[Available data]
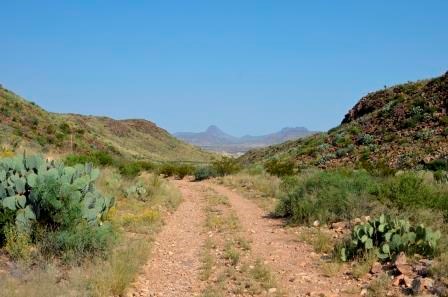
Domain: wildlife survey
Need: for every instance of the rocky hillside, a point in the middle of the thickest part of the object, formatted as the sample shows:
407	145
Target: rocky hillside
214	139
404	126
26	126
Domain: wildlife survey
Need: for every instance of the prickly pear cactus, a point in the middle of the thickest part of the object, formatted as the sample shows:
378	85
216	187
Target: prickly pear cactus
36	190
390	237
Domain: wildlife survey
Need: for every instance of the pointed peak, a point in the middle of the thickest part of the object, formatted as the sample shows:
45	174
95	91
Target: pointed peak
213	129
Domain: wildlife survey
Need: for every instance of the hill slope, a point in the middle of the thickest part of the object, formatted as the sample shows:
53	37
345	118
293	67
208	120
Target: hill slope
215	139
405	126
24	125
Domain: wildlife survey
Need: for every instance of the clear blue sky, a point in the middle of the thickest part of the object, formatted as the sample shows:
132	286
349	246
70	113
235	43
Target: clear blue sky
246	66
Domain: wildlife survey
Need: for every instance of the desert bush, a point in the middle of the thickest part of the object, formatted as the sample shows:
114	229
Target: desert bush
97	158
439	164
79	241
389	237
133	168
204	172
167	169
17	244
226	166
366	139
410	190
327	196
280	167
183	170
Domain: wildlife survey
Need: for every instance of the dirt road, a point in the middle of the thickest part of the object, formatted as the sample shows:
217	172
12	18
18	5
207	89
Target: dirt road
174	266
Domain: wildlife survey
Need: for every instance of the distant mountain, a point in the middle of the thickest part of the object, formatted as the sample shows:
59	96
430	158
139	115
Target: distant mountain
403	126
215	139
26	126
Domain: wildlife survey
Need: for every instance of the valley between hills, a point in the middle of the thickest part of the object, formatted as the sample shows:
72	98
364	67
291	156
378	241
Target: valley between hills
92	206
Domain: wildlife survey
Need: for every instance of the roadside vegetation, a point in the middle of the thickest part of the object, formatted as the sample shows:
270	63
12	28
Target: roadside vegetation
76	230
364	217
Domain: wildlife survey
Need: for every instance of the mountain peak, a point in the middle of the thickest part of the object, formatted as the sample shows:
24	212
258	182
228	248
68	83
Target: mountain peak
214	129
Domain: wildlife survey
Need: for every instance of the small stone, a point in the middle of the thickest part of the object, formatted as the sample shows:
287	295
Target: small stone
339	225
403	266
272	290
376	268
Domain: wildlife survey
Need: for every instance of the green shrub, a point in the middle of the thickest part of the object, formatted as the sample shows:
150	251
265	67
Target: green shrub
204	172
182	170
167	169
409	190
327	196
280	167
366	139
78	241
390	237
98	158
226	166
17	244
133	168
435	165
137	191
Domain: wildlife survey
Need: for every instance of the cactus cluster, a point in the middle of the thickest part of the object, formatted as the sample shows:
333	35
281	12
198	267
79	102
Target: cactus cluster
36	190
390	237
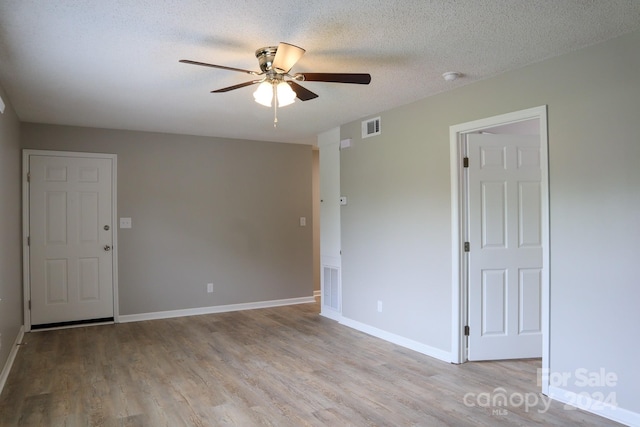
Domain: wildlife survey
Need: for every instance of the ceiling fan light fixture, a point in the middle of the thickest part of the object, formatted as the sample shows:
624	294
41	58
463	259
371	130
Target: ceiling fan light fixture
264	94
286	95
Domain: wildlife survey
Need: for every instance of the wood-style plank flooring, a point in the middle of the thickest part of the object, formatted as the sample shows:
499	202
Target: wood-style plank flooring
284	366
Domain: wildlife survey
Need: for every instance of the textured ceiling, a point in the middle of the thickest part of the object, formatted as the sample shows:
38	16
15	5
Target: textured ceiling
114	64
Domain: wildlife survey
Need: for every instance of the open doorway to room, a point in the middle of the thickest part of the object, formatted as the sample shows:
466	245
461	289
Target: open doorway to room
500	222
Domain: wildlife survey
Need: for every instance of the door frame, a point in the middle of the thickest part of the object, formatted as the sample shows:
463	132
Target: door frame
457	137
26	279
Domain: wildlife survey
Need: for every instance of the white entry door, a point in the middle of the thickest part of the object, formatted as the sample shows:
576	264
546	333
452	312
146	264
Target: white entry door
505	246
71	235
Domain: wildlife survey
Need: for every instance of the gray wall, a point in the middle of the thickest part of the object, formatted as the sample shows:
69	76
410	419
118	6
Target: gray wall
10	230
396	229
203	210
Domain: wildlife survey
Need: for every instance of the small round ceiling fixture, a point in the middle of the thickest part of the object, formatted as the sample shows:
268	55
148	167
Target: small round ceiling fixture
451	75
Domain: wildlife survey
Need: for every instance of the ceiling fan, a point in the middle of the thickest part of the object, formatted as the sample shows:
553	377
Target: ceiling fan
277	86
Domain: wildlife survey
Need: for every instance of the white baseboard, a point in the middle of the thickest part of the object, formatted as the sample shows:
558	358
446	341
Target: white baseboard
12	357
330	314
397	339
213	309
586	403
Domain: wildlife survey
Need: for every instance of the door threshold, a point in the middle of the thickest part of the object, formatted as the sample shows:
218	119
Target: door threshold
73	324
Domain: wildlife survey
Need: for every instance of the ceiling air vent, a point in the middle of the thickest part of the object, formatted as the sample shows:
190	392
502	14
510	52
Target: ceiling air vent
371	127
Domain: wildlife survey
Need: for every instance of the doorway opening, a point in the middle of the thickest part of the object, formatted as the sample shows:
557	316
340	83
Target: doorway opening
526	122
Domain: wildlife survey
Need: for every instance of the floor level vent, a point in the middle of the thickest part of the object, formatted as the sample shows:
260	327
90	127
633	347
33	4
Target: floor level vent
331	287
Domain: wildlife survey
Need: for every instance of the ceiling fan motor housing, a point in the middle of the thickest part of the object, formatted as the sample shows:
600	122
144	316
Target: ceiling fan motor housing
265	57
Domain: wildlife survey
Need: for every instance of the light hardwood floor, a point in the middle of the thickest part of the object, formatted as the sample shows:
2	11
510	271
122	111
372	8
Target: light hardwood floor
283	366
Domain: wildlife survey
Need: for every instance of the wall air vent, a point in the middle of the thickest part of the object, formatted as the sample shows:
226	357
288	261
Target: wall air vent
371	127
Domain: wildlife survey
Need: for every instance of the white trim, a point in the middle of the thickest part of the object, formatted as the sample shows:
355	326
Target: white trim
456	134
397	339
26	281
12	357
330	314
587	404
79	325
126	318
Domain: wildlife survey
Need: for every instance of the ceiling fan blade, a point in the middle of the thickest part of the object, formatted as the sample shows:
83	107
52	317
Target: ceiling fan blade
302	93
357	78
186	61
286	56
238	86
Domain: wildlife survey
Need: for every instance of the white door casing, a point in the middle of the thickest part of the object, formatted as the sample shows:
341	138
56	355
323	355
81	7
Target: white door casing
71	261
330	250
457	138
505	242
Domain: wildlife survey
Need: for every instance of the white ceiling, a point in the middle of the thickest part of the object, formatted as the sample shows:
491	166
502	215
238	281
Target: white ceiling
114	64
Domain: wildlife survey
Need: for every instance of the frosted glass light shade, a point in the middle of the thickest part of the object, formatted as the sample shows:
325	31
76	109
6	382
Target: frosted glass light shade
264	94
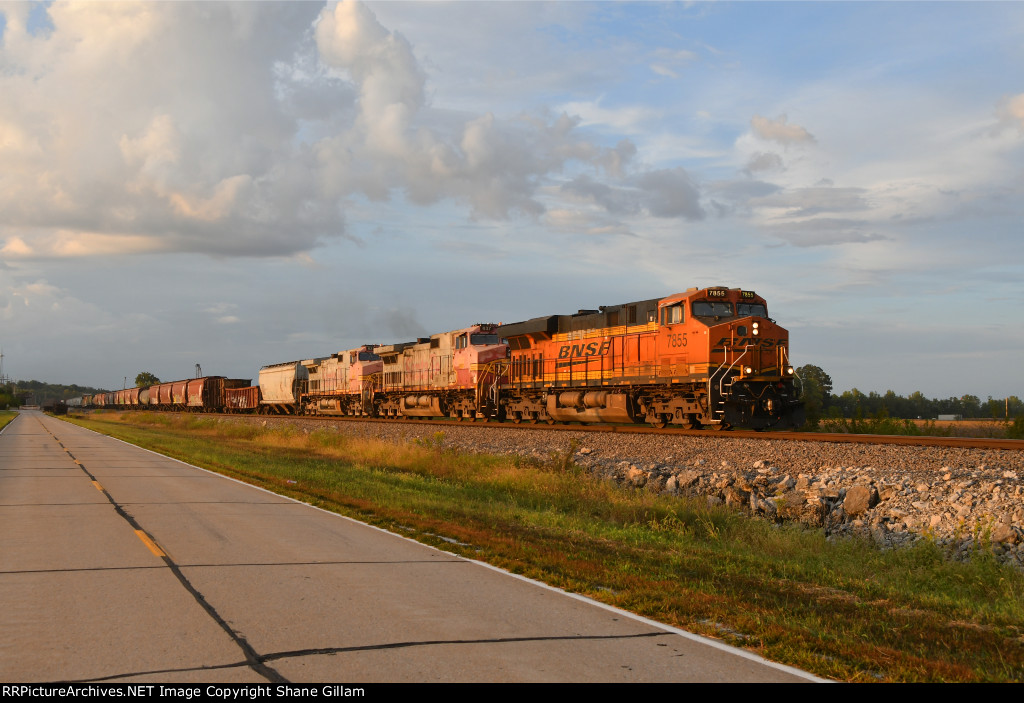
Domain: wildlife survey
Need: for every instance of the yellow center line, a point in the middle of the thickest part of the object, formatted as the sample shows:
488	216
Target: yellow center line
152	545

[Exercise] Return every line in the items above that contains the word "vegetation".

[Response to this task]
Need: for every instance of the roadside vegetation, a point in the middle of the thickest part of the object, formatted as the sample shows:
Target: roadside vegetation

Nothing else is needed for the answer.